• [DOCUMENT]
======

Quelle est votre première réaction par rapport à la décision du Maroc de réintégrer l'Union Africaine? Pensez-vous que ce retour puisse infléchir les membres de l'Union Africaine sur la question du Sahara?
Dans un communiqué de l’Institut Mandela nous avons salué cette décision visionnaire du Maroc en ces termes «Cette journée mémorable (Mandela Day) coïncide avec le Sommet des Chefs d’Etats et de gouvernements des pays membres de l’UA à Kigali au Rwanda. L’Institut Mandela a décidé de consacrer les 67 minutes à la réflexion profonde de la construction africaine : de l’OUA à l’UA (1963 – 2016) pour rendre hommage aux Pères fondateurs et saluer le retour du Royaume du Maroc à l’institution panafricaine».
Le Maroc veut négocier son retour à la grande famille africaine sans condition. A long terme ce retour infléchira la position de l’UA sur la question du Sahara car les absents ont toujours tort. Pour le moment rien ne change car dans le discours d’ouverture du Sommet de la Présidente de la commission figure l’autodétermination du Sahara. On n’a pas encore changé de disque sur cette question.
Durant son absence de l'organisation, beaucoup de décisions ont été prises en sa défaveur. Pouvez-vous nous faire le bilan de ces 32 ans d'absence?
Le bilan est extrêmement négatif pour l’image du Maroc car il a été accusé sans pouvoir se défendre. Cela a favorisé le Polisario et ses soutiens auprès de l’Organisation.
La voix du Maroc n’a pas été entendue et ses propositions d’une large autonomie ont été rejetées sans être examinées sérieusement. Je me souviens que le Maroc refusait de participer à certains forums Africains avec les puissances partenaires de l’Afrique car le Polisario était invité à travers l’Union Africaine. Donc la diplomatie marocaine déployait ses énergies pour convaincre les partenaires de l’Afrique de ne pas passer par l’UA pour inviter les pays africains et proposer à ces puissances d’inviter elles-mêmes les pays individuellement pour contourner la présence du Polisario.
Selon certains observateurs, le Royaume veut former un axe Rabat-Le Caire-Abidjan-Kigali-Nairobi pour servir de contrepoids à l'axe Alger-Abuja-Pretoria. Quelle en sera la portée?

======

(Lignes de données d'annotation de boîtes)
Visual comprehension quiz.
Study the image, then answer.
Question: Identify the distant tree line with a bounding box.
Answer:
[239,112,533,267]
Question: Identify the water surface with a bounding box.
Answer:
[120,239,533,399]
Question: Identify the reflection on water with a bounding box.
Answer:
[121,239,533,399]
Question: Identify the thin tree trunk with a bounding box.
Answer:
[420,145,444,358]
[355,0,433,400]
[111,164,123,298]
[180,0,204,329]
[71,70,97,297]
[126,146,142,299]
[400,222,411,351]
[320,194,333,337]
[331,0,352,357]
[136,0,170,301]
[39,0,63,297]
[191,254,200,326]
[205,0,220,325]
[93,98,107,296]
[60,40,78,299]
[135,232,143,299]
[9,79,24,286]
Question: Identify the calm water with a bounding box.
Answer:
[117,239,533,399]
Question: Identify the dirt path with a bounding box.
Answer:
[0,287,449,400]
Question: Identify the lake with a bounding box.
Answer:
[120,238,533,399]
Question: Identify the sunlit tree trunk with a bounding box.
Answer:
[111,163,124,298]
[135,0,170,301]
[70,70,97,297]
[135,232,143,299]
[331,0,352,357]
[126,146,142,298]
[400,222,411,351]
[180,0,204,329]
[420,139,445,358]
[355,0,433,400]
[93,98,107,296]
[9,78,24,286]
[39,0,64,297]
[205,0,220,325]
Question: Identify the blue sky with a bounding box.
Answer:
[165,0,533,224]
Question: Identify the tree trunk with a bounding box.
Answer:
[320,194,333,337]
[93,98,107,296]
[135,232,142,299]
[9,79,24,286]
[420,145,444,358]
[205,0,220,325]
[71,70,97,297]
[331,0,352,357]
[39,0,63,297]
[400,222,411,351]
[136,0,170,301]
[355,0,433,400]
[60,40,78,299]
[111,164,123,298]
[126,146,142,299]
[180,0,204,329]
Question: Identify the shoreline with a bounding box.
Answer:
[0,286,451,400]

======

• [CONSIGNES]
**1)** Dans l'entretien, combien de minutes l'Institut Mandela a-t-il décidé de consacrer à la réflexion sur la construction africaine ?
**2)** Pouvez-vous transcrire fidèlement le passage de l'entretien en commençant par « Quelle est votre » et en allant jusqu'à « question du Sahara? » ?

• [RÉPONSES PAR CONSIGNE]
**1)** 67 minutes.

**2)**
Quelle est votre première réaction par rapport à la décision du Maroc de réintégrer l'Union Africaine? Pensez-vous que ce retour puisse infléchir les membres de l'Union Africaine sur la question du Sahara?